Given records ::
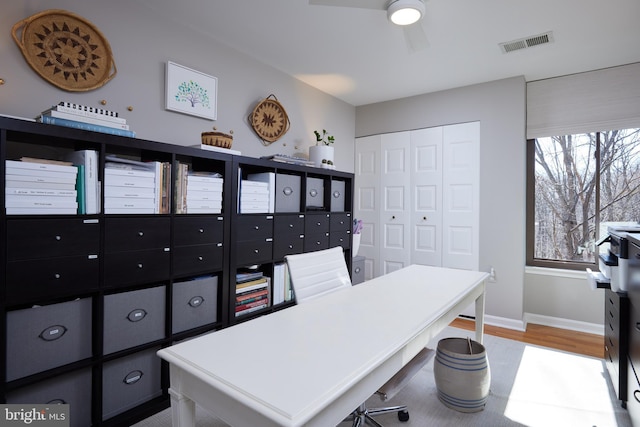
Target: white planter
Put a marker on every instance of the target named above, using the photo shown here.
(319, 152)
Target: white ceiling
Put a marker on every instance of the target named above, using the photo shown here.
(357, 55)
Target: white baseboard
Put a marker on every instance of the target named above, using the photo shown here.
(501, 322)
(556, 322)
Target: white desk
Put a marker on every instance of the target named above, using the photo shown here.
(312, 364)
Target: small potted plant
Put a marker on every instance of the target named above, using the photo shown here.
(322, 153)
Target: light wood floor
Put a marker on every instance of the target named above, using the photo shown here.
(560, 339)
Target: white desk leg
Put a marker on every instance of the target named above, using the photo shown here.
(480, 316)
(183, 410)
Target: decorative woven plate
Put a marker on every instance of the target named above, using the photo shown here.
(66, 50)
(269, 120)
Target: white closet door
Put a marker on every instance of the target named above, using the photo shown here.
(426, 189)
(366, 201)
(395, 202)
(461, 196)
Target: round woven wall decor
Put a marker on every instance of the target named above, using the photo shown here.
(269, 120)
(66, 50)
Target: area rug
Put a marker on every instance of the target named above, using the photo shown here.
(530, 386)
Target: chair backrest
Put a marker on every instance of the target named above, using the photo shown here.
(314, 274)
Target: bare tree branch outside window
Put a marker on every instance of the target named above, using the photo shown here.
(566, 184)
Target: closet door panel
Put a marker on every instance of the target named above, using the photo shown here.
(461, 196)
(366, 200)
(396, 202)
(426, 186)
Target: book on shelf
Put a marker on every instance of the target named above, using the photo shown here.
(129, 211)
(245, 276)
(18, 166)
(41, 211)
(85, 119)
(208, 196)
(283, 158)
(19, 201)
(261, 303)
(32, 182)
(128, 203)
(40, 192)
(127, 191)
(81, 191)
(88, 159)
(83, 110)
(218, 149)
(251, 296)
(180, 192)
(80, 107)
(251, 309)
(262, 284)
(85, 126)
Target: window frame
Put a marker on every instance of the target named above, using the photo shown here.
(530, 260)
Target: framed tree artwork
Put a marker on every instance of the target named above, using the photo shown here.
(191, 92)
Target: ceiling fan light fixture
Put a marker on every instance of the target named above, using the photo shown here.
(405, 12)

--

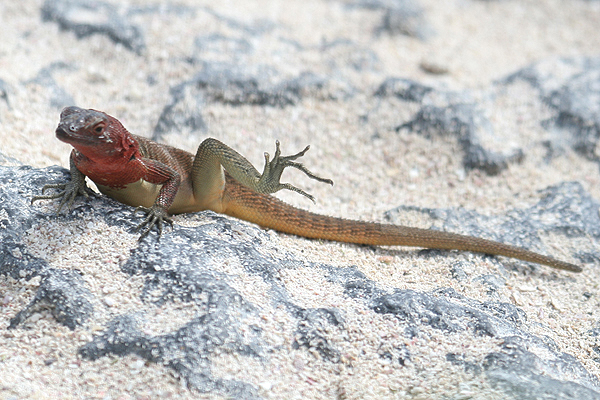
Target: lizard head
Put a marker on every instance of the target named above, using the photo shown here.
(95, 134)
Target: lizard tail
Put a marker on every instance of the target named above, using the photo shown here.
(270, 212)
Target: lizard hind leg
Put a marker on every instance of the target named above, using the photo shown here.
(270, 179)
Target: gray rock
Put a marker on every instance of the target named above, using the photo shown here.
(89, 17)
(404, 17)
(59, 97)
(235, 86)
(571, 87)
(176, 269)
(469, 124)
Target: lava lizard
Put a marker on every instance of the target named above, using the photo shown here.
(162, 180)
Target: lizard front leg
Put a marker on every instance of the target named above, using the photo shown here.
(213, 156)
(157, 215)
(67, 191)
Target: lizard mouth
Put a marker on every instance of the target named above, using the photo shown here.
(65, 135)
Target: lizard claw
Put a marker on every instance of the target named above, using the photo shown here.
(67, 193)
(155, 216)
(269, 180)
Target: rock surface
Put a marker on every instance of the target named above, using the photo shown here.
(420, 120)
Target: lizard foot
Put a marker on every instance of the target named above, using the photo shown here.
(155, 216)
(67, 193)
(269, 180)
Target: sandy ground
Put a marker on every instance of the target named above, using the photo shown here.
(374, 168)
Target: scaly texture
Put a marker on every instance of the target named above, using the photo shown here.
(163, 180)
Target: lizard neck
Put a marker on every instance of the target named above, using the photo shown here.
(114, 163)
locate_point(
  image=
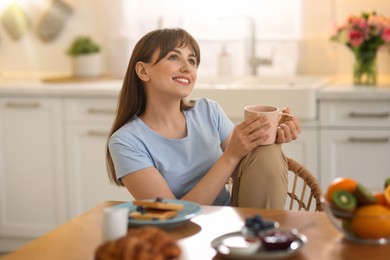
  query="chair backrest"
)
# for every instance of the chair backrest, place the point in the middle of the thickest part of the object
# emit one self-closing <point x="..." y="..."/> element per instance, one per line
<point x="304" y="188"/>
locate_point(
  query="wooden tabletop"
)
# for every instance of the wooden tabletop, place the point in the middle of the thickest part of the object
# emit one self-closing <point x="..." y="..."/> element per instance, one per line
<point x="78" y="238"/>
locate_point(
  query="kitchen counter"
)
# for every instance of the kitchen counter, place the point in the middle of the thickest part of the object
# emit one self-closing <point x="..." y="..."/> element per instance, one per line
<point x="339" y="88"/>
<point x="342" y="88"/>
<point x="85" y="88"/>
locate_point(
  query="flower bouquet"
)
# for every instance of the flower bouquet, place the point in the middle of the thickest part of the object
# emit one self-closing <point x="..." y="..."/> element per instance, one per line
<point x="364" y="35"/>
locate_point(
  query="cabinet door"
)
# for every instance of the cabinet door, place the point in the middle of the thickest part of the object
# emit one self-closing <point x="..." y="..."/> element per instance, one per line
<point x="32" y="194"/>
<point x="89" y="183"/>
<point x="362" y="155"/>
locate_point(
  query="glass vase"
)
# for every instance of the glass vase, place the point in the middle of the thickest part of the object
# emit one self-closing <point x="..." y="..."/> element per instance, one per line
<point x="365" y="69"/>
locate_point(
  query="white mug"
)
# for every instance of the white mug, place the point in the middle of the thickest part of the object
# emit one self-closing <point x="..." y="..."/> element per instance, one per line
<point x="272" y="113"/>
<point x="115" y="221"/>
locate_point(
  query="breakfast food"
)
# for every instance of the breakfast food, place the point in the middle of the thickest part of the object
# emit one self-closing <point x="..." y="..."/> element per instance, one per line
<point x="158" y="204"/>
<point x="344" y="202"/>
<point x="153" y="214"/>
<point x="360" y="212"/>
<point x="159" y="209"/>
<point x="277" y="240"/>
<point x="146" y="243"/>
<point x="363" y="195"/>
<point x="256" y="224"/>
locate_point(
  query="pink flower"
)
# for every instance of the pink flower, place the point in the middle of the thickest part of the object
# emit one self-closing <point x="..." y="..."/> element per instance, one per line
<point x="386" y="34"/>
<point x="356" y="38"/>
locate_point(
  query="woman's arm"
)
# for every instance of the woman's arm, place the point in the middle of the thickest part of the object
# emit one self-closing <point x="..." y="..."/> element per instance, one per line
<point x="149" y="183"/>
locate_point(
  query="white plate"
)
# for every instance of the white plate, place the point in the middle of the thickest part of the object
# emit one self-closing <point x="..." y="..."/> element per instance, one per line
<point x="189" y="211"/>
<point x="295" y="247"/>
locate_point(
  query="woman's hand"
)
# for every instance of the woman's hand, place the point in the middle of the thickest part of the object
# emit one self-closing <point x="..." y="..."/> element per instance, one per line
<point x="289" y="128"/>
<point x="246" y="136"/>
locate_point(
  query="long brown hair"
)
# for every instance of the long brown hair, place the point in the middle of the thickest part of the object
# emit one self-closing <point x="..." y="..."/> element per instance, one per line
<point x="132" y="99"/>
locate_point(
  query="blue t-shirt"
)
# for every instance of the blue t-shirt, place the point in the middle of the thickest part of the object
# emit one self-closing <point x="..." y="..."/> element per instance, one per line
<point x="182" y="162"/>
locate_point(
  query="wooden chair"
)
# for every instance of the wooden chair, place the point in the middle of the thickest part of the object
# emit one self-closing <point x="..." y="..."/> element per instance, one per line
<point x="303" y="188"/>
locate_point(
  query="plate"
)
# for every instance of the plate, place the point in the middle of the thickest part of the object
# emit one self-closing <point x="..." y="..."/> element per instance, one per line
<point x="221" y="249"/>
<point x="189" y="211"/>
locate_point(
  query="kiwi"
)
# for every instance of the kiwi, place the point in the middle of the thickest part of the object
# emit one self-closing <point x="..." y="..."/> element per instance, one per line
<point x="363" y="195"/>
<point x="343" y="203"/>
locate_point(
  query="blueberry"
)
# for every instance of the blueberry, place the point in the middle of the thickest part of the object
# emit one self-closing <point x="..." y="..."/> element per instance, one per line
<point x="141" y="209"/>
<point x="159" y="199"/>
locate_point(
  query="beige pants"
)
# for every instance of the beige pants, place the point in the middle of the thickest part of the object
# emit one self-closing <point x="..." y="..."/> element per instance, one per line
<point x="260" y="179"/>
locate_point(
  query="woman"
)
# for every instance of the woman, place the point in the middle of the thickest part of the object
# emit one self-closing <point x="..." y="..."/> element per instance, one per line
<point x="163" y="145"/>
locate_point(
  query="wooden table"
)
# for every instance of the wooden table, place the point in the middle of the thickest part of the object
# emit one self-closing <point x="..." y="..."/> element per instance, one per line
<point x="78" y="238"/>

---

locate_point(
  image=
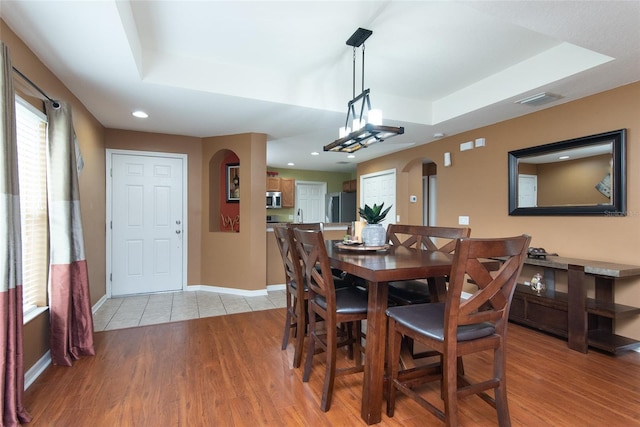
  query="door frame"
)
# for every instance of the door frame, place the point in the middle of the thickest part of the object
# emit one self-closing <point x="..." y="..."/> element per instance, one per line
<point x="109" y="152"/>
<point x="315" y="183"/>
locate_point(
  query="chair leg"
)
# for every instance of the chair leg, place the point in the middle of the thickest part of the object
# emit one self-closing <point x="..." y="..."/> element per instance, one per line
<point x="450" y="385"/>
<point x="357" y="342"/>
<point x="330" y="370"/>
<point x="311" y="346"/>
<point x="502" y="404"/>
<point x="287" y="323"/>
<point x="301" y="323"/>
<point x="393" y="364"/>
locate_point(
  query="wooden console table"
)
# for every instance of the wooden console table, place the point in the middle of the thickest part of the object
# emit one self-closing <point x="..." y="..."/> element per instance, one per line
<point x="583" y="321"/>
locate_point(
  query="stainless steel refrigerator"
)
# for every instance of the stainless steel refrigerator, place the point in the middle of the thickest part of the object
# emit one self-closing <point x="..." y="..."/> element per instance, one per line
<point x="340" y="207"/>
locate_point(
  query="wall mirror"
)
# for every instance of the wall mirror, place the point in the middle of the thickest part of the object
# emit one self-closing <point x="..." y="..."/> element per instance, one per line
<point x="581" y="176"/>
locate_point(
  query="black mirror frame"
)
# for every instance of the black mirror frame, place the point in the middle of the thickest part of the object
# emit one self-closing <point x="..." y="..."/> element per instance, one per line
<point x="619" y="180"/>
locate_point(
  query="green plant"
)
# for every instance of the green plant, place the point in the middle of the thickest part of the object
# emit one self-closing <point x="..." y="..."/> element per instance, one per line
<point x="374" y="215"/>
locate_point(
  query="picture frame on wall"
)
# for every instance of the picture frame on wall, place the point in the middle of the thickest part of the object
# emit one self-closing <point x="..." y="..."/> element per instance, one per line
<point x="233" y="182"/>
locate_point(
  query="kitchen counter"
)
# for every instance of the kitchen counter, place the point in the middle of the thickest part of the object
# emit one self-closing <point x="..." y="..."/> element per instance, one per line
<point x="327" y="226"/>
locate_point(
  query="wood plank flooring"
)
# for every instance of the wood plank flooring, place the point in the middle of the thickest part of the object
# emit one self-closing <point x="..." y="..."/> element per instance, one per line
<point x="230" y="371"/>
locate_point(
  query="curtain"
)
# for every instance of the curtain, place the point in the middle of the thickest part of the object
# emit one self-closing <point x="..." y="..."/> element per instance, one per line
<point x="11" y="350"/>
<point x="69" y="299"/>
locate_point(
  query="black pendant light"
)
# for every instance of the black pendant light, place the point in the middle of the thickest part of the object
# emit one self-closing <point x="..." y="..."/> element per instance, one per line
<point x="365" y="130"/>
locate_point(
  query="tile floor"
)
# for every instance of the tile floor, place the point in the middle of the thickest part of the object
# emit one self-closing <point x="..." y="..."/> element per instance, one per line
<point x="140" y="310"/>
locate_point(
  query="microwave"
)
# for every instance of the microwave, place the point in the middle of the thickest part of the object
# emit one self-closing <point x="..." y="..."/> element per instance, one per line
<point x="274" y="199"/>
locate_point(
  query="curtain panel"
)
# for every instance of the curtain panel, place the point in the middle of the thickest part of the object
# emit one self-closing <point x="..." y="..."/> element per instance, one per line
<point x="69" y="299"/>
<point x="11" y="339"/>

About this task :: Select every line in the records above that contains the word "microwave".

Solution for this exercise ::
  query="microwave"
# for every instance of the microwave, place the point in the middle of the thickest part of the object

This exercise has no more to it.